How the Conversion Price Actually Works

The conversion price is not a straightforward fixed number. It gets set at whichever is lower between a fixed price of US$0.152 per share or 90% of the lowest daily volume-weighted average price across the 20 consecutive trading days before the conversion date. A floor price of US$0.0303 sets the absolute lowest point the conversion price can reach.

This type of variable, market-linked pricing is built to protect the investor, not existing shareholders. As the stock price drops, the lender converts at a lower price and receives more shares in return, adding further pressure on an already struggling stock.

The 4.99% beneficial ownership cap is a standard safeguard against rapid accumulation. It stops the lender from converting so aggressively that they end up controlling more than 4.99% of the company at any single point in time.

The Warrants and What Investors Get

Alongside the convertible note, IMC issued a warrant giving the lender the right to buy up to 1,483,386 common shares. The exercise price is set at C$0.22 per share.

The warrants became active immediately on July 1, 2026, and will remain valid for five full years, expiring on July 1, 2031.

......

Exercise brief: In the passage on the convertible note and warrants, what is the floor price below which the conversion price cannot go?

......

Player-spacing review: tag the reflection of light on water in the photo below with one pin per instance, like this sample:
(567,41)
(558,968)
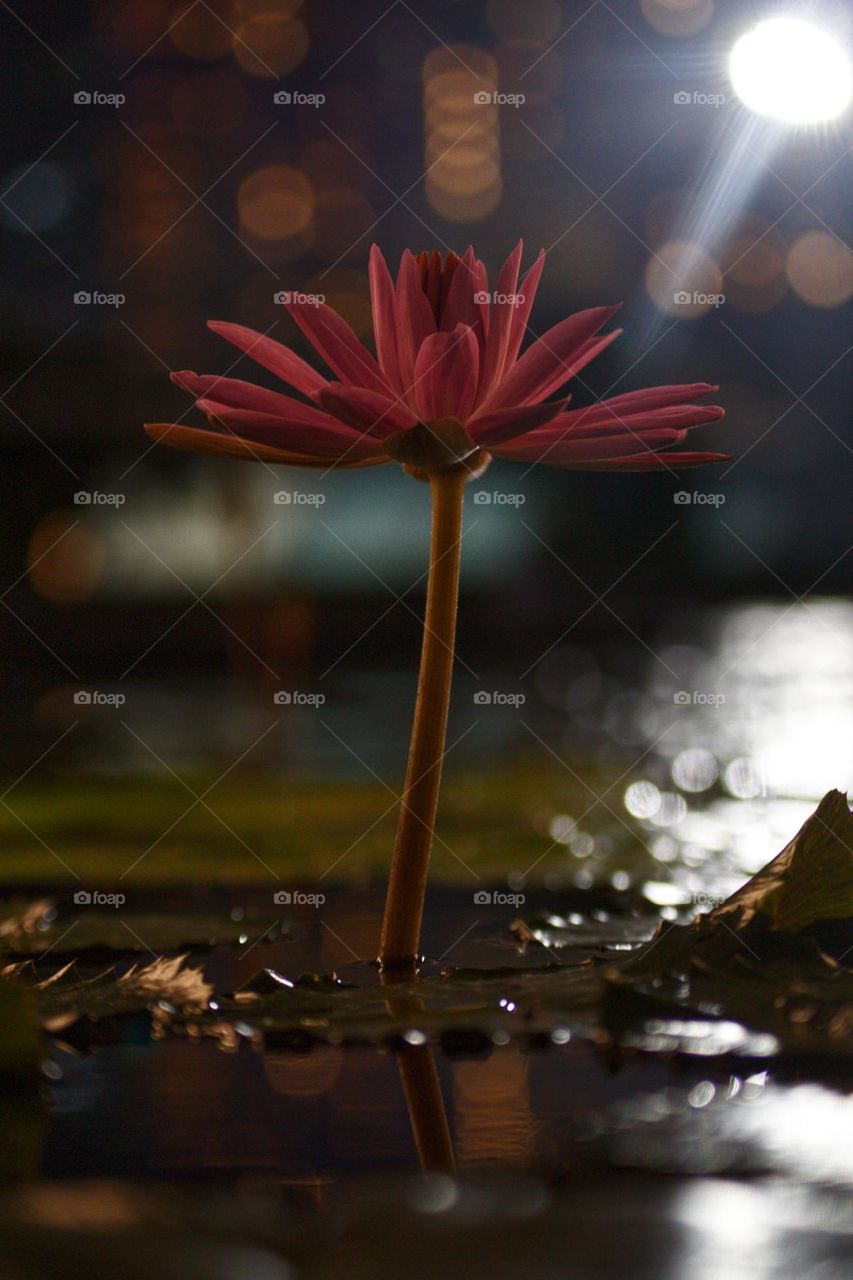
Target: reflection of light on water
(788,677)
(758,730)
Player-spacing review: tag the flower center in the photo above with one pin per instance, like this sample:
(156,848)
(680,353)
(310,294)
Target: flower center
(436,278)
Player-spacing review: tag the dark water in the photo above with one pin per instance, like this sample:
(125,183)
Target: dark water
(690,1164)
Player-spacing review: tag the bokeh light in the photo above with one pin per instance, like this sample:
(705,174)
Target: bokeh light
(792,71)
(753,265)
(276,202)
(678,18)
(40,195)
(65,558)
(461,124)
(820,269)
(203,31)
(683,279)
(270,44)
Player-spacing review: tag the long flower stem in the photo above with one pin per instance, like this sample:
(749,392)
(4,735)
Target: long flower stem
(410,862)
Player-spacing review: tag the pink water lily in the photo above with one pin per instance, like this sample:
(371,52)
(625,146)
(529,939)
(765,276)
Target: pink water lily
(447,383)
(445,391)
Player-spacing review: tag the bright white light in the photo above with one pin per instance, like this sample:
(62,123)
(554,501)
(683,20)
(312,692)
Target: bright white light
(793,71)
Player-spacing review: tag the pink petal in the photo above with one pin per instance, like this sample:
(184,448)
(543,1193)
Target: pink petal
(332,337)
(224,444)
(519,327)
(482,286)
(270,355)
(236,393)
(660,397)
(415,321)
(656,462)
(328,439)
(548,362)
(500,323)
(365,411)
(461,306)
(446,373)
(601,420)
(382,298)
(505,424)
(568,452)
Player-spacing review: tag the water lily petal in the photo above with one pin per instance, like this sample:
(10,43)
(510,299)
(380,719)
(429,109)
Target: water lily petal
(446,374)
(505,424)
(365,411)
(327,439)
(568,452)
(548,362)
(521,314)
(382,302)
(501,315)
(656,462)
(332,337)
(236,393)
(192,439)
(415,323)
(270,355)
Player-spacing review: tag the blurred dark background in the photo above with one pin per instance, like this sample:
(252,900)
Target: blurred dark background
(147,165)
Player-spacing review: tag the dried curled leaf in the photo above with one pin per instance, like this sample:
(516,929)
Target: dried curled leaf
(810,881)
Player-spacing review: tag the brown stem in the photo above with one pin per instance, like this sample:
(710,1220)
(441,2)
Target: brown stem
(410,860)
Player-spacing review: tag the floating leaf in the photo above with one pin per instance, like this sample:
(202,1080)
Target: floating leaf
(37,928)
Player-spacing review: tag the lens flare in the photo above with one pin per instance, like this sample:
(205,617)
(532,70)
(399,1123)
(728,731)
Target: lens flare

......

Written response: US$0.0303 per share.